▸ **TASK INSTRUCTIONS**:
Reproduce the stretch of the essay on Lucifer below, from "Lucifer was bursting" through "being damned eternally.", word for word.

▸ **EXTRACT PROVIDED**:
------------------------------------------------------------
Lucifer

“Better to reign in hell than serve in heaven.”   In Paradise Lost, Milton gives Lucifer great lines.  But after all, he is the most beautiful and brilliant of all the angels—in Hebrew his name means “to shine” or “to bear light;” in Latin it means “morning star.”

One January in college, I elected to read Paradise Lost (yes, as an elective course).  As snow and cold blanketed the campus, a thick, wintery depression descended on me.  I discovered I couldn’t read the epic in any analytical literary way, just picture some of it, feel the consequence of it, the possibility of doom.  Lucifer was like the glamorous college roommate off drinking wine in sunny Italy, challenging my puritanical belief in the power of hard work and good intentions, seemingly revealing that being gorgeous and having a fabulous life had more to do with a sense of personal entitlement than with any boring old objective truth—who could say what that was anyway?

Lucifer was bursting with pride and vanity, just like my rich roommate.  But he was also heroic, struggling to overcome his doubts and weaknesses to wage revolution against what he presents as the tyranny of God.  Milton draws us to him, making evil seem attractive (at least at first).  Lucifer s just so damned bold and confident, more dazzling than the coolest person you ever met, completely unafraid of being damned eternally.

Milton’s great epic poem has two narrative arcs (and thank you to Wiki for the help): the journey of Lucifer and the comparatively plodding progress of Adam and Eve.  It begins after Lucifer and other rebel angels have been defeated and banished to Hell (Milton also uses the term for Hell used in the Greek myths, Tartarus).  Employing dazzling rhetorical skill to rally his troops, Lucifer  personally volunteers to poison the newly-created Earth and God’s new creation, Mankind.  He braves great dangers alone, arduously traversing the Chaos outside Hell to enter God’s new material World, and later the Garden of Eden—his journey has been compared to Odysseus or Aeneas.
------------------------------------------------------------
(Point annotation dataset lines)
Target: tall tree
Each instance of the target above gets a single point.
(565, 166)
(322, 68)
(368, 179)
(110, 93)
------------------------------------------------------------
▸ **EXERCISE OUTPUT**:
Lucifer was bursting with pride and vanity, just like my rich roommate.  But he was also heroic, struggling to overcome his doubts and weaknesses to wage revolution against what he presents as the tyranny of God.  Milton draws us to him, making evil seem attractive (at least at first).  Lucifer s just so damned bold and confident, more dazzling than the coolest person you ever met, completely unafraid of being damned eternally.